§ 記述問題: 母の最期の日々を語る文章を、最後の一文の後から書き継げ。

§ 読解用抜粋:
「ガンで死ぬのもそんなに悪いもんじゃない」
母は、何度かそんなことを言っていました。
死ぬ準備が出来るから、突然死ぬよりはいいと言いたかったのでしょう。
わたしはなんと返事をすればいいのかわからず、
笑ってごまかすしかありません。
その言葉通り、母は父に簡単な料理を教えたり、
身辺整理を始めたのですが、
その頃すでに、体力も落ち、がんは全身に広がっていたので、
重い衣装ケースを持った時に腰を痛めてしまいました。
動けなくなっては思うように身辺整理もできず、
それでも口は達者だったので、
父の教育は続けていたようです。
何しろ父は、カップラーメンですら作れない人でしたから。
これが12月の話。
コタツに入った母は、ニコニコしながら、
父にお蕎麦の作り方を教えていたのを、今でも思い出します。
わたしには、
「好きな食器があったら持って行きなさい」などと言います。
そこでもわたしは何もできませんでした。
その頃の母は、どこまで自分の死を覚悟していたのでしょう。

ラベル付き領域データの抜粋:

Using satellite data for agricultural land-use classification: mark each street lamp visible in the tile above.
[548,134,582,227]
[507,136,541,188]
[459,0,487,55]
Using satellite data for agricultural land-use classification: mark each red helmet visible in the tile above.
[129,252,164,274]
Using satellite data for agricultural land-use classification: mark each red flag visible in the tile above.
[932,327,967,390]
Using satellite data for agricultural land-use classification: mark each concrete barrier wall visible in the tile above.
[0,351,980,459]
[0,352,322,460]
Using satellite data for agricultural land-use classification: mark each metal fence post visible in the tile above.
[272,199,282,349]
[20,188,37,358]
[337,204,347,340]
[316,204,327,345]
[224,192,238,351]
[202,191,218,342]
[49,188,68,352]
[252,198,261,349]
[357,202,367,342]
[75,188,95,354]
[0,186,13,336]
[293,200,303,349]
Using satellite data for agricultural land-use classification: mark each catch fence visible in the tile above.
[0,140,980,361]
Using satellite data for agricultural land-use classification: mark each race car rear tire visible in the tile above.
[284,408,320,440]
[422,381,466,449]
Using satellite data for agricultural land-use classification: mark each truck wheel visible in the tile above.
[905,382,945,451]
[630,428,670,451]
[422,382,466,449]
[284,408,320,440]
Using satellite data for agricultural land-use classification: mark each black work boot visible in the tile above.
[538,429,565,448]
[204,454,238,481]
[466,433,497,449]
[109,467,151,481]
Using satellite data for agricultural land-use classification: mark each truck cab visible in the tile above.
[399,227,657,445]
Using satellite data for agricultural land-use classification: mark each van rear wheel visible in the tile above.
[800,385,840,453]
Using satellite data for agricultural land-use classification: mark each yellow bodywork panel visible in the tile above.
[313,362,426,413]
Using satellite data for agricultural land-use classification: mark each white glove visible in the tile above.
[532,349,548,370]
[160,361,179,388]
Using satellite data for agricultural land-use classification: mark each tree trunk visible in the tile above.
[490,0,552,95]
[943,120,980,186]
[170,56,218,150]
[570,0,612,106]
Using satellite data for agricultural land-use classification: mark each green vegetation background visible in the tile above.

§ 問題の解答:
そして元旦に体調を崩し、
崩れ落ちるように生気を失っていく母を見るのはとても怖かったです。
結局、母の身辺整理は思ったように進まないまま。
その後、
遺族となったわたし達は、母の遺品整理に大苦戦することに……。
この話は、後回しにするとして、
とにかく母の終活は、取りかかるのが遅かったというわけです。
具合が悪くなってからでは、動くに動けず、
身辺整理というものは、思いの外体力も使います。
「終活は元気なうちに」
このスローガンが、今頃になって身に染みます。
母も、心残りがあったんじゃないかなぁ。
「きれいに死にたい」
と、言った人だったから。
終活はとかく、
死に直面している人がするものだと思われがちですが、
死ぬ準備をするととらえるより、
日々の生活の中で、意識するものであってほしいと、
わたしは考えています。
悲壮感をもって取りかかるのではなく、
楽しみながら、また、大人のたしなみとして、
身近に感じてほしいと思うのです。
「後悔しない生き方を模索する」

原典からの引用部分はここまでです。